--- BEGIN Text to read ---

Shyama Golden: As is typical with this kind of job, I had almost no contact with the author until the end, but worked directly with the publisher. Still, it was very much a collaboration with Fati through her written words which directly inspired the work. First, I read the whole book and completely fell in love with it. It was heartbreaking, beautiful, and even sharply witty. I researched a lot of reference images relating to themes in Fati’s poetry, and compiled them into a mood-board, hoping to imbue my sketches with the qualities of those collected images. Among them were many flowers native to Pakistan and Kashmir, and one particular archival photo of three women seated together with arms interlocking. I felt that image had the feeling of defiant celebration outlined in the brief, and I based my three women on their poses, while making up their faces and personas. I had experimented with a colorful pattern in the background to represent Fati’s queer identity and pride, and I started to doubt myself on whether it was working visually, but Fati loved it so much I pushed myself to refine it and make it work. I’m so happy that she convinced me to stick to that original vision because I think it gives the cover so much more energy and spirit.
Gentoo dancing girls from Madras, displaying jewellery
a studio portrait of three dancing girls taken by Nicholas & Curths in 1870, from the Archaeological Survey of India Collections
courtesy of The British Library
the archival photograph that served as part of Shyama Golden’s inspiration for the three women in If They Come For Us
Shyama Golden’s mood-board for If They Come For Us
Sumita Chakraborty: Fati, is there an element of the cover that’s your favorite?
Fatimah: I really love the background watercolor. To me, it really brings the images together. Shyama put it in there as a celebration of queerness and queer identity, and it means a lot to me.
Shyama: The dissected lotus was my way of exploring the questions of gender and sexuality in Fati’s writing. Plants are visibly both male and female, and I am using it as an example of the complexity of gender and how a person can experience the fluidity of gender. I wanted to show how natural it is. The rose is in the center top because it represents Fati’s identity as an American. The stone and flower next to it refer to specific lines referencing each of her parents. She mentions blood as a symbol of connection to other South Asians, and I think that connection is a central theme of the book, which is why I feel like the “roots” of the flowers running red with blood is so fitting for the cover. The blood carries many more meanings throughout the book as well, including coming of age as a woman, and the violence and shared trauma that Fati writes about. Another theme in her work is that there is a lot more than just pain that comes from being connected to her people: there is beauty and celebration too. I thought the veins blossoming into flowers could convey this visually.
Fatimah: Shyama put jasmines (the national flower of Pakistan), lotuses (the national flower of Kashmir and India), and roses (the national flower of the United States). She also cut some of the flowers in half to represent the male and female parts in the flowers. The saffron and stone she put in for my parents. The roots and stems turn to blood and veins, representing the connection to people and land.
Sumita: Shyama, while this isn’t exclusively the case, a number of your pieces—like If They Come For Us—portray your subject gazing directly at the viewer, so that the gazes of both viewer and subject seem to meet head-on. Can you speak a little bit about this formal decision, when you tend to use it, and what you hope that gaze communicates?

--- END Text to read ---
--- BEGIN Source data ---

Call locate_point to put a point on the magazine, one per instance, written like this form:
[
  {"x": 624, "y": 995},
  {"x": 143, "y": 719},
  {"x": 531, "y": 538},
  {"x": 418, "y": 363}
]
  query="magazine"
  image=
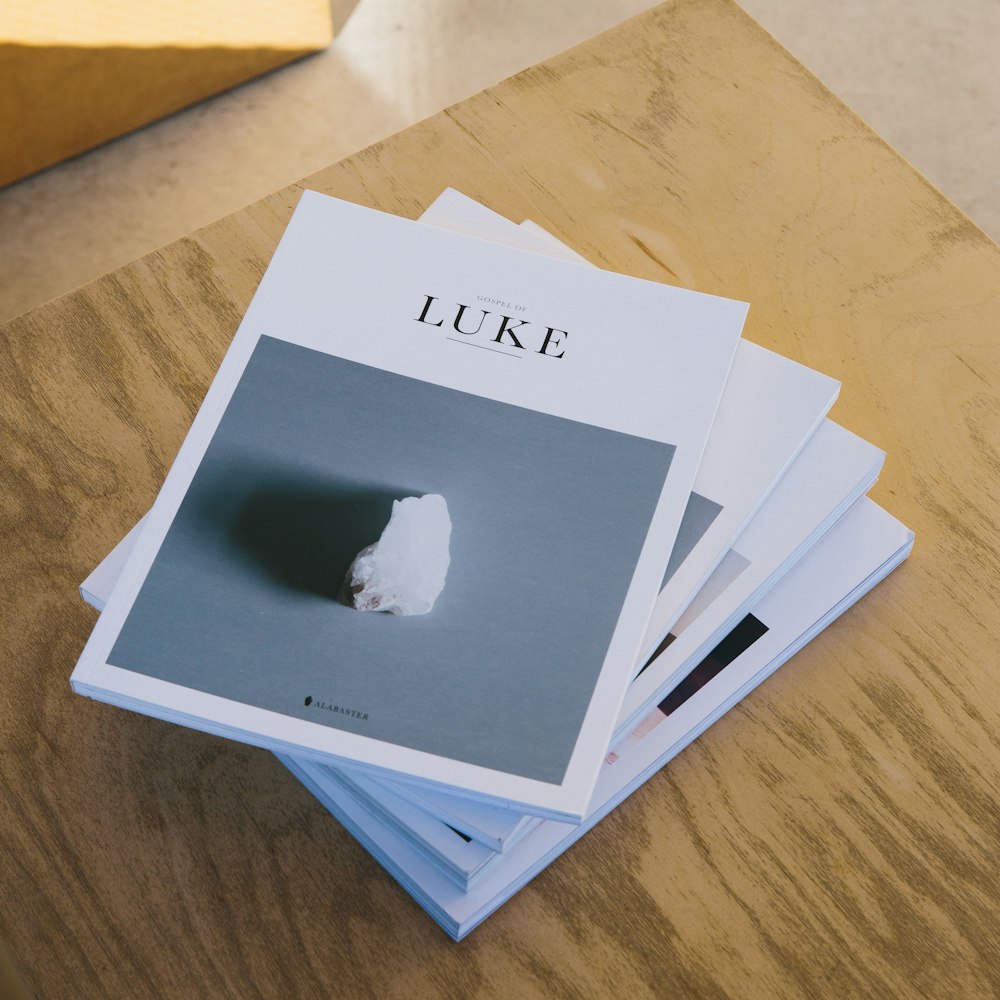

--- END Source data ---
--- BEGIN Source data ---

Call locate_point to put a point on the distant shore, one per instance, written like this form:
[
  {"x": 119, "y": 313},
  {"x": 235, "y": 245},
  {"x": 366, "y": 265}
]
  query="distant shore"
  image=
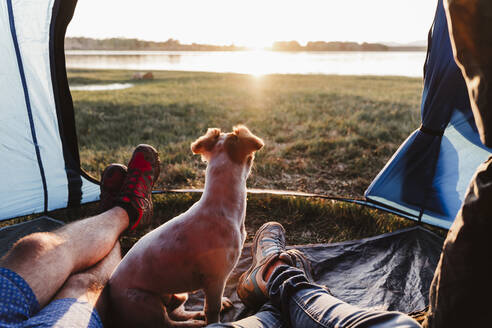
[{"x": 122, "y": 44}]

--- END Source data ---

:: Set exercise 1 ::
Using the interview about the book cover, decide whether each statement agrees with it, answering yes or no and quoting the words that settle it. (a) The rose sits at the center top of the cover. (b) Shyama Golden worked closely with the author from the start. (c) Jasmine is the national flower of Kashmir.
:: Set exercise 2 ::
How many lines of the records contain the word "distant"? Case counts, and the reply is the number alone.
The interview about the book cover has no connection to the records.

:: Correct output 1 ::
(a) Yes: "The rose is in the center top because it represents Fati’s identity as an American."
(b) No: "I had almost no contact with the author until the end, but worked directly with the publisher."
(c) No: "jasmines (the national flower of Pakistan), lotuses (the national flower of Kashmir and India)"

:: Correct output 2 ::
2